Referring expression pointing data:
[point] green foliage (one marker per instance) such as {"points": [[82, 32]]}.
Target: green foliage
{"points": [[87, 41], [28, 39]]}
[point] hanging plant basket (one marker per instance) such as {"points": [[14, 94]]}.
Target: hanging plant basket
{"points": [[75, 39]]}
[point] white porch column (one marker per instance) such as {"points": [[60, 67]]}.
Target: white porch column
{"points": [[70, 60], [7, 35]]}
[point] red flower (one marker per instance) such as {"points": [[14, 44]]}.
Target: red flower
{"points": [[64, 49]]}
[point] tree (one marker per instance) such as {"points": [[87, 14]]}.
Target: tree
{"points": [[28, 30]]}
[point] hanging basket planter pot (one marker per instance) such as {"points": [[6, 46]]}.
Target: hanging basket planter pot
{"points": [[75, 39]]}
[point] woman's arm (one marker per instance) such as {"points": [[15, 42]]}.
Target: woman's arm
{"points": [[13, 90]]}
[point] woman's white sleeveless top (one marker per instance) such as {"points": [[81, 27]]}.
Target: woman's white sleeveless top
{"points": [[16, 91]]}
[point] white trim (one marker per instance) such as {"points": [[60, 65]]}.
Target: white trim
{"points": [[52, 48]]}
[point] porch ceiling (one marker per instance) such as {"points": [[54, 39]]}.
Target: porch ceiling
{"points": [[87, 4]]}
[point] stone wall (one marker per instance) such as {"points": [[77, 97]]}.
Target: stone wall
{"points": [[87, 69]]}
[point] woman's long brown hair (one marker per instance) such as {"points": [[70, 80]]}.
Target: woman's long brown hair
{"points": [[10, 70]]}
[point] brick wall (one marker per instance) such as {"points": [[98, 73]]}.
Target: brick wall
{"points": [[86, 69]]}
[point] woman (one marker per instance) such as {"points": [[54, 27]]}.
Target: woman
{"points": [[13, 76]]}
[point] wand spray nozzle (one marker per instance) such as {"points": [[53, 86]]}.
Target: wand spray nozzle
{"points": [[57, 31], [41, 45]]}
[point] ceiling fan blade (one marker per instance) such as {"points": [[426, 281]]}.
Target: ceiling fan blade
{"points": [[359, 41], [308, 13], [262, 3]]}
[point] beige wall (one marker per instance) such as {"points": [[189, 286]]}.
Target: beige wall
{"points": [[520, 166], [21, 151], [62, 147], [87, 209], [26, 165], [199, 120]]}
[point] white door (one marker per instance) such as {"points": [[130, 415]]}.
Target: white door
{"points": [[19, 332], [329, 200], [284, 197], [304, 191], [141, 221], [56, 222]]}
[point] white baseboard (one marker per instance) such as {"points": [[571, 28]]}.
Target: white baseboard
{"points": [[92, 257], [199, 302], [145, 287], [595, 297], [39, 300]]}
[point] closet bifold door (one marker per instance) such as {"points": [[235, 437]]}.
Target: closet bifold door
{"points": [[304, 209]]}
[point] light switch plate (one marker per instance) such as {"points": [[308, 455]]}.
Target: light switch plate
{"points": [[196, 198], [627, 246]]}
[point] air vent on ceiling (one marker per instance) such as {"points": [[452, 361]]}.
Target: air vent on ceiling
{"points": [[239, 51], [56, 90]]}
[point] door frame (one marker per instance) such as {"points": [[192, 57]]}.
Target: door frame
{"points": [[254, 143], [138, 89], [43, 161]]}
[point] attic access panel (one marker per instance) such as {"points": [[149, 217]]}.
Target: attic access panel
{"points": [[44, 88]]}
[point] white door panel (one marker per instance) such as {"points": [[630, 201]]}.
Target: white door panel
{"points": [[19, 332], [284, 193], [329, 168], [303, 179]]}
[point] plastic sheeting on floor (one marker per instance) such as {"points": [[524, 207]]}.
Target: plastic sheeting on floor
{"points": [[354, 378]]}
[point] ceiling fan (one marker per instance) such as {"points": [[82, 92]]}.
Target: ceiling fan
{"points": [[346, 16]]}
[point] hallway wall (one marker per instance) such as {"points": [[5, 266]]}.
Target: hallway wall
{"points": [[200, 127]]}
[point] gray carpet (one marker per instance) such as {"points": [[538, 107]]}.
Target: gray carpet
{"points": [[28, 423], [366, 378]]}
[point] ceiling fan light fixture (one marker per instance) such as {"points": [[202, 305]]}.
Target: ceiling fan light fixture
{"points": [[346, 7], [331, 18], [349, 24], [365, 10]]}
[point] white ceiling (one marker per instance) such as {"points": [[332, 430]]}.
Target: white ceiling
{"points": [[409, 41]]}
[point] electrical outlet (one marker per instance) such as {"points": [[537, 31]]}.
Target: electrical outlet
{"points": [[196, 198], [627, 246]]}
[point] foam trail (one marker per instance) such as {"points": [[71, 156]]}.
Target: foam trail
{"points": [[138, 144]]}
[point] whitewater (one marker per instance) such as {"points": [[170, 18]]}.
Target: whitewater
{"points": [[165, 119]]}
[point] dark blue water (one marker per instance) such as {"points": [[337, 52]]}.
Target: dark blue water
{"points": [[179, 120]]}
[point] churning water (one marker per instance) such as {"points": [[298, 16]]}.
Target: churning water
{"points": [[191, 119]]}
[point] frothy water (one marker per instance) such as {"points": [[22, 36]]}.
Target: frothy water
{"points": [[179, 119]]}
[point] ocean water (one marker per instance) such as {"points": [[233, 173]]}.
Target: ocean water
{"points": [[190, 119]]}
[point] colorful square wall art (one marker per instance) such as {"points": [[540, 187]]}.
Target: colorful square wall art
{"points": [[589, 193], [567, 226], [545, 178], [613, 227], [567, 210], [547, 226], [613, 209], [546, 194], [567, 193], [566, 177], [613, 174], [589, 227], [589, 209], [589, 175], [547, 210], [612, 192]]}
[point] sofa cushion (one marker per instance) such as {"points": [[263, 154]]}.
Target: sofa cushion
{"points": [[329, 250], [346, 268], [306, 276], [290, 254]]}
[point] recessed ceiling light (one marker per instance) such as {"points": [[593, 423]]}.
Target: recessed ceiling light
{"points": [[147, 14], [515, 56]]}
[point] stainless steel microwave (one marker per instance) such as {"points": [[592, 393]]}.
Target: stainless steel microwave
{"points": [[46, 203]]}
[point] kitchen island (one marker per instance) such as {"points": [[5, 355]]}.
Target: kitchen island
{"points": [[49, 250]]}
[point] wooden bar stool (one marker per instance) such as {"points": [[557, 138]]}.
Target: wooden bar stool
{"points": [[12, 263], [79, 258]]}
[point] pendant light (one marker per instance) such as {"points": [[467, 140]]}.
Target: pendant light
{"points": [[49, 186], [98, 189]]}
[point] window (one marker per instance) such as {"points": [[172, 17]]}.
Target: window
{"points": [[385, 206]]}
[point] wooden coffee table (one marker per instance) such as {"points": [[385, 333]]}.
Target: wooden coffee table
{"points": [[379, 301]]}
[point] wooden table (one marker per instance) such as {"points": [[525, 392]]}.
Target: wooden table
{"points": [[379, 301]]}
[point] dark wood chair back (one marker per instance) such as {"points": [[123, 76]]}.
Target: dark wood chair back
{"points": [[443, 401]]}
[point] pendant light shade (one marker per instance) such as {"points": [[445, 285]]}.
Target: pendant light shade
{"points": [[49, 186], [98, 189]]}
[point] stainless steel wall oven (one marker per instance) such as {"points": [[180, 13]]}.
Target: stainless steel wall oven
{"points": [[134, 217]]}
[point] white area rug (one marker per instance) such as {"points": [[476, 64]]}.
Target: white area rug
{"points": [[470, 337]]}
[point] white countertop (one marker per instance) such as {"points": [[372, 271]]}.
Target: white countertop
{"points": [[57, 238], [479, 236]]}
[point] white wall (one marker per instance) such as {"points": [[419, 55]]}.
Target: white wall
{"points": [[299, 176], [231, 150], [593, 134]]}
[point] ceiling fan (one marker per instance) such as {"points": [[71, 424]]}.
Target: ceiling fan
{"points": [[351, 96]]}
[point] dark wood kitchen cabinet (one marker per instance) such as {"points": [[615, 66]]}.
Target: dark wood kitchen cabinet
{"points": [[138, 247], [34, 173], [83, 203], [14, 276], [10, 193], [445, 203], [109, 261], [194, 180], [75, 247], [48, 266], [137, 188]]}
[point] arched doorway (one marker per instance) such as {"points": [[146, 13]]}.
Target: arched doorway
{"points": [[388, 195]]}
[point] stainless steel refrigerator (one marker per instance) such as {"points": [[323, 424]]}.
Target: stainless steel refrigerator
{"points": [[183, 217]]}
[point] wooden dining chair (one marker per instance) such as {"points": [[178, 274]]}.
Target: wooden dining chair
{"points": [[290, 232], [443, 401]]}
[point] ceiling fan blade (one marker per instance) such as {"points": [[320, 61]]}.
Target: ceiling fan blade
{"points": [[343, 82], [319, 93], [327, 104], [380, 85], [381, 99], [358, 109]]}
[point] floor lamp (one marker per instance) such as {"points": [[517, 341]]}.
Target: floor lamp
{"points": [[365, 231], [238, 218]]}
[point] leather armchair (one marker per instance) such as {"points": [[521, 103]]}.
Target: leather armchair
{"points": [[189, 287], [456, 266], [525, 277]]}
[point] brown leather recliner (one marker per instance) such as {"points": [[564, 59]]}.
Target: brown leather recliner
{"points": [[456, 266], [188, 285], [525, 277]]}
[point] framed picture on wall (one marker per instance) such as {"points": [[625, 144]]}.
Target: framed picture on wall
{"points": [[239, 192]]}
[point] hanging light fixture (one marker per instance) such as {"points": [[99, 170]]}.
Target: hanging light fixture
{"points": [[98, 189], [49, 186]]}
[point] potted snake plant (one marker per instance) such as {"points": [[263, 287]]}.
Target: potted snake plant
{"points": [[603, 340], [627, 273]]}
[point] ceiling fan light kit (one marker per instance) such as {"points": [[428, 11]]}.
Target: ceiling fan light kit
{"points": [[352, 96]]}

__Exercise__
For the lines above, output exactly those from the line containing "Target: closet bifold door" through the line containing "[point] white door panel", and skip the others.

__Answer section__
Target: closet bifold door
{"points": [[304, 209]]}
[point] light switch plate (one marker per instance) such as {"points": [[308, 455]]}.
Target: light switch plate
{"points": [[196, 198], [627, 246]]}
[point] air vent on ceiling (one marker per instance) such as {"points": [[452, 361]]}.
Target: air vent on ceiling
{"points": [[239, 51], [56, 90]]}
[point] door frame (one marker per instance) such as {"points": [[192, 57]]}.
Target: door frame
{"points": [[254, 143], [138, 89], [43, 161]]}
[point] attic access panel (one marker per instance) such as {"points": [[149, 217]]}.
Target: attic access panel
{"points": [[44, 88]]}
[point] white door panel (one marker per instance) such as {"points": [[630, 201]]}.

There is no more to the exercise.